• Text excerpt

........

Am I correct in my understanding? I may be way off...so could you please help me?
Edit: I have always wondered about the C++ STL. It always confused me as to what it exactly is, a collection of all those headers or what? Now after reading the responses, can I say that STL is an object file/something that resembles an object file?
And also, I thought where I could read the function definitions of functions like pow(), sqrt() etc etc. I would open the header files and not find anything. So, is the function definition in the library in binary unreadable form?
A C source file goes through two main stages, (1) the preprocessor stage where the C source code is processed by the preprocessor utility which looks for preprocessor directives and performs those actions and (2) the compilation stage where the processed C source code is then actually compiled to produce object code files.
The preprocessor is a utility that does text manipulation. It takes as input a file that contains text (usually C source code) that may contain preprocessor directives and outputs a modified version of the file by applying any directives found to the text input to generate a text output.
The file does not have to be C source code because the preprocessor is doing text manipulation. I have seen the C Preprocssor used to extend the make utility by allowing preprossor directives to be included in a make file. The make file with the C Preprocessor directives is run through the C Preprocessor utility and the resulting output then fed into make to do the actual build of the make target.
Libraries and linking
A library is a file that contains object code of various functions. It is a way to package the output from several source files when they are compiled into a single file. Many times a library file is provided along with a header file (include file), typically with a .h file extension. The header file contains the function declarations, global variable declarations, as well as preprocessor directives needed for the library. So to use the library, you include the header file provided using the #include directive and you link with the library file.
A nice feature of a library file is that you are providing the compiled version of your source code and not the source code itself. On the other hand since the library file contains compiled source code, the compiler used to generate the library file must be compatible with the compiler being used to compile your own source code files.
There are two types of libraries commonly used. The first and older type is the static library. The second and more recent is the dynamic library (Dynamic Link Library or DLL in Windows and Shared Library or SO in Linux). The difference between the two is when the functions in the library are bound to the executable that is using the library file.
The linker is a utility that takes the various object files and library files to create the executable file. When an external or global function or variable is used the C source file, a kind of marker is used to tell the linker that the address of the function or variable needs to be inserted at that point.
The C compiler only knows what is in the source it compiles and does not know what is in other files such as object files or libraries. So the linker's job is to take the various object files and libraries and to make the final connections between parts by replacing the markers with actual connections. So a linker is a utility that "links" together the various components, replacing the marker for a global function or variable in the object files and libraries with a link to the actual object code that was generated for that global function or variable.

........

• What is required
Answer these questions from the text on preprocessing, libraries and linking:
1. What are the two main stages a C source file goes through?
2. What does the header file provided with a library contain?
3. What is the dynamic library called in Windows and in Linux?

• Given material

........

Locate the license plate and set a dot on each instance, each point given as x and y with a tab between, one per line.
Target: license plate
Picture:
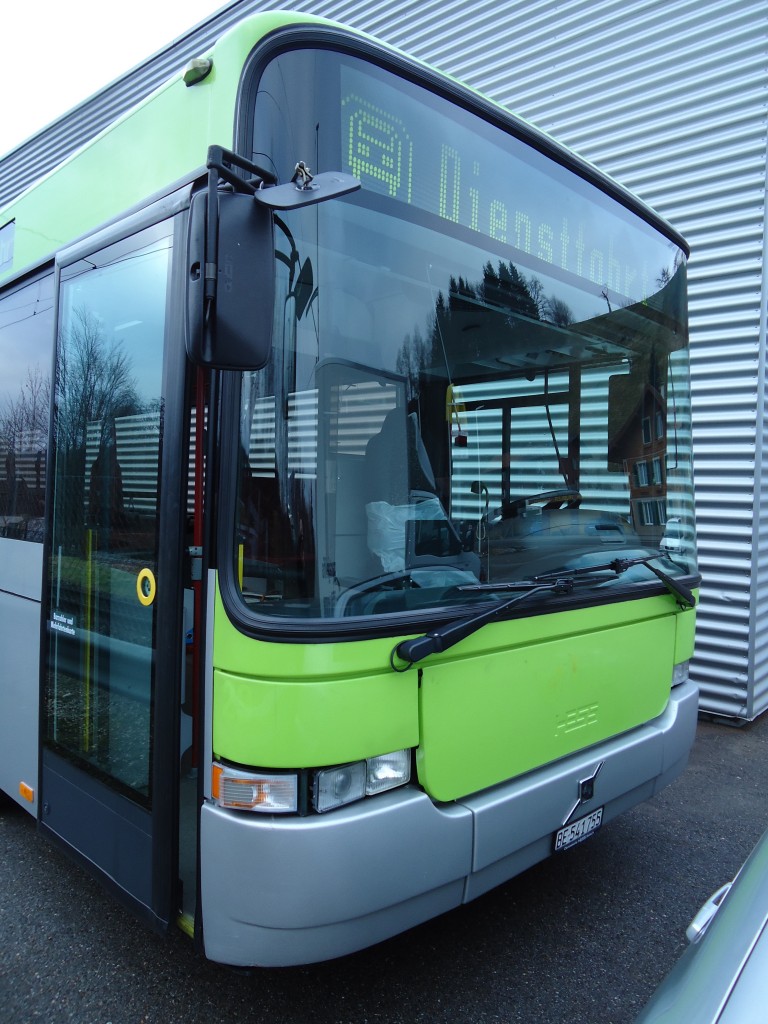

........

• Response to this exercise
1. The preprocessor stage and the compilation stage.
2. Function declarations, global variable declarations, and the preprocessor directives needed for the library.
3. In Windows it is a Dynamic Link Library (DLL), and in Linux it is a Shared Library (SO).